_ACTION ITEM_
Copy every line from the records below that carries the word "rough".

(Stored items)
---

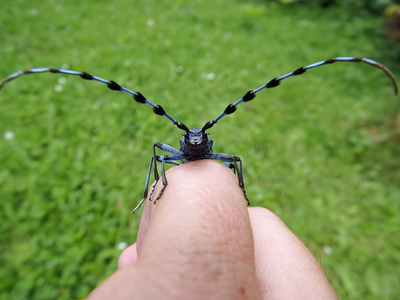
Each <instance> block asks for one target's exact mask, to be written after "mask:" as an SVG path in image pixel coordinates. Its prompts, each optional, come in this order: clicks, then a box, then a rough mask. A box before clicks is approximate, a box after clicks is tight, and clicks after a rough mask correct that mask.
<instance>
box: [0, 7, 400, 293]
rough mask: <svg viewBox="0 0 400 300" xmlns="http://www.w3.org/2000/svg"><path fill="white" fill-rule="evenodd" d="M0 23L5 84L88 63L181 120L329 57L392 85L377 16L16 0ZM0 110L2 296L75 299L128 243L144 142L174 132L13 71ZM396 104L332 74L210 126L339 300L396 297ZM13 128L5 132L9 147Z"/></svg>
mask: <svg viewBox="0 0 400 300" xmlns="http://www.w3.org/2000/svg"><path fill="white" fill-rule="evenodd" d="M0 20H1V23H0V24H1V26H0V74H1V77H5V76H6V75H8V74H10V73H12V72H14V71H17V70H21V69H28V68H32V67H56V68H59V67H65V66H68V67H69V68H71V69H75V70H84V71H87V72H90V73H92V74H95V75H98V76H100V77H103V78H107V79H113V80H115V81H117V82H118V83H120V84H122V85H124V86H126V87H128V88H131V89H133V90H135V91H140V92H142V93H143V94H144V95H145V96H147V97H148V98H149V99H150V100H152V101H154V102H156V103H157V104H162V105H163V107H164V108H165V109H166V110H167V111H168V112H169V113H170V114H171V115H172V116H173V117H174V118H176V119H178V120H179V121H182V122H184V123H185V124H186V125H187V126H188V127H200V126H202V125H204V124H205V123H206V122H207V121H209V120H210V119H212V118H214V117H216V116H217V115H218V114H219V113H220V112H221V111H222V110H223V109H224V108H225V107H226V105H227V104H228V103H231V102H233V101H235V100H237V99H238V98H240V97H241V96H242V95H243V94H244V93H245V92H246V91H247V90H249V89H253V88H256V87H258V86H260V85H262V84H264V83H265V82H267V81H268V80H270V79H272V78H274V77H276V76H280V75H283V74H285V73H287V72H290V71H292V70H294V69H296V68H297V67H300V66H302V65H305V64H309V63H313V62H316V61H319V60H323V59H326V58H330V57H334V56H364V57H370V58H373V59H377V60H380V61H381V62H382V63H384V64H386V65H387V66H388V67H389V68H391V69H392V70H393V71H394V72H395V75H397V77H398V78H400V77H399V73H400V68H399V67H398V62H397V61H395V60H394V57H395V53H394V52H395V50H393V49H396V47H397V49H398V46H397V45H396V44H395V43H394V42H392V41H389V40H386V39H385V38H384V37H382V36H381V32H380V26H381V22H382V20H381V19H379V18H377V17H371V16H368V15H366V14H365V15H364V14H363V13H358V12H357V13H356V14H355V13H354V12H348V11H341V10H334V9H330V10H317V9H309V8H308V7H302V6H299V7H290V6H288V7H284V6H279V5H276V4H275V3H271V2H270V1H228V0H219V1H209V0H205V1H190V2H188V1H179V0H176V1H164V2H163V1H161V3H160V1H148V0H146V1H143V0H142V1H134V2H133V1H126V0H121V1H118V2H115V1H114V2H113V3H112V2H100V1H92V0H88V1H84V2H82V1H77V0H71V1H54V0H53V1H51V0H45V1H22V0H15V1H13V2H11V1H8V2H5V3H3V4H2V8H1V10H0ZM388 49H389V50H388ZM209 73H214V74H215V78H214V80H207V74H209ZM60 77H65V78H66V79H67V80H66V82H65V83H64V84H62V87H63V90H62V91H61V92H56V91H55V87H56V86H57V85H59V83H58V80H59V78H60ZM0 103H1V109H0V133H1V135H2V138H1V140H0V149H1V150H0V159H1V167H0V201H1V204H0V220H1V221H0V253H1V255H0V265H1V269H0V298H1V299H54V298H59V299H73V298H82V297H85V296H86V295H87V294H88V293H89V292H90V291H91V290H92V289H93V288H94V287H95V286H97V285H98V284H99V283H100V282H101V281H102V280H104V279H105V278H107V277H108V276H109V275H110V274H111V273H112V272H113V271H115V269H116V263H117V260H118V257H119V254H120V252H121V251H120V250H119V249H118V245H119V243H121V242H126V243H132V242H134V241H135V232H136V230H137V226H138V221H139V217H140V214H136V215H131V214H130V210H131V209H132V208H133V207H134V206H135V205H136V203H137V202H138V201H139V200H140V199H141V196H142V193H143V185H144V179H145V175H146V170H147V166H148V161H149V159H150V156H151V146H152V143H153V142H155V141H159V142H165V143H168V144H171V145H173V146H177V144H178V140H179V138H180V135H181V132H180V130H178V129H176V127H174V126H173V125H172V124H171V123H170V122H169V121H168V120H166V119H165V118H160V117H159V116H156V115H154V114H153V113H152V112H151V110H150V109H149V107H147V106H143V105H139V104H137V103H135V102H134V101H133V100H132V99H131V98H130V97H128V96H126V95H123V94H122V93H116V92H112V91H109V90H108V89H106V88H105V86H103V85H101V84H100V83H96V82H87V81H83V80H81V79H79V78H76V77H67V76H57V75H52V74H38V75H30V76H25V77H23V78H20V79H18V80H16V81H14V82H11V83H10V84H8V85H7V86H5V87H4V88H3V89H2V91H1V93H0ZM399 108H400V102H399V99H398V97H394V96H393V91H392V86H391V83H390V81H389V80H388V78H386V77H385V76H384V74H383V72H381V71H380V70H378V69H374V68H371V67H369V66H367V65H363V64H355V63H347V64H346V63H343V64H340V63H339V64H334V65H331V66H325V67H321V68H319V69H315V70H310V71H309V72H307V74H305V75H302V76H299V77H296V78H291V79H289V80H287V81H285V82H284V83H283V84H282V86H280V87H278V88H276V89H272V90H267V91H263V92H260V93H259V94H258V97H257V98H256V99H255V100H254V101H252V102H251V103H245V104H242V105H241V106H240V107H239V108H238V111H237V112H236V113H235V114H234V115H232V116H228V117H226V118H224V119H223V120H221V122H219V123H218V125H216V126H215V127H214V128H212V130H210V133H211V135H212V138H213V140H214V144H215V149H214V150H215V152H225V153H230V154H234V155H237V156H240V157H242V159H243V162H244V170H245V179H246V184H247V190H248V195H249V198H250V199H251V201H252V205H259V206H264V207H268V208H270V209H271V210H273V211H274V212H276V213H277V214H278V215H279V216H280V217H281V218H282V219H283V220H284V221H285V222H286V223H287V224H288V225H289V226H290V228H291V229H292V230H293V231H294V232H295V233H296V234H297V235H298V236H299V237H300V238H301V239H302V240H303V241H304V243H305V244H306V245H307V246H308V247H309V248H310V249H311V250H312V251H313V253H314V254H315V255H316V256H317V258H318V260H319V261H320V263H321V264H322V266H323V268H324V270H325V272H326V274H327V276H328V278H329V280H330V281H331V283H332V284H333V286H334V288H335V289H336V290H337V292H338V294H339V296H340V298H343V299H398V297H399V296H400V290H399V286H398V282H399V273H400V267H399V266H400V252H399V249H400V240H399V225H400V210H399V208H400V164H399V160H398V159H399V156H400V146H399V142H400V133H399V130H400V129H399V126H400V125H399V118H400V117H399ZM396 118H397V123H396ZM396 124H397V125H396ZM8 131H10V132H12V133H13V134H14V135H15V137H14V139H12V140H7V139H5V138H3V135H4V134H5V133H6V132H8ZM326 246H328V247H330V248H331V249H332V251H333V252H332V253H331V254H330V255H327V254H326V253H325V252H324V251H323V249H324V247H326Z"/></svg>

---

_SOLUTION TO THE EXERCISE_
Each <instance> block asks for one target's exact mask, to be written after "mask:" as an SVG path in image pixel coordinates. Its prompts, each optional, come in this order: clicks, then a box, then a rough mask. A box before clicks is approximate, a box after clicks is tight, and clicks after a rough mask correct that mask.
rough mask: <svg viewBox="0 0 400 300" xmlns="http://www.w3.org/2000/svg"><path fill="white" fill-rule="evenodd" d="M0 23L5 84L88 63L181 120L329 57L392 85L377 16L16 0ZM0 110L2 296L75 299L128 243L144 142L174 132L13 71ZM396 104L332 74L210 126L339 300L396 297ZM13 128L5 132L9 147Z"/></svg>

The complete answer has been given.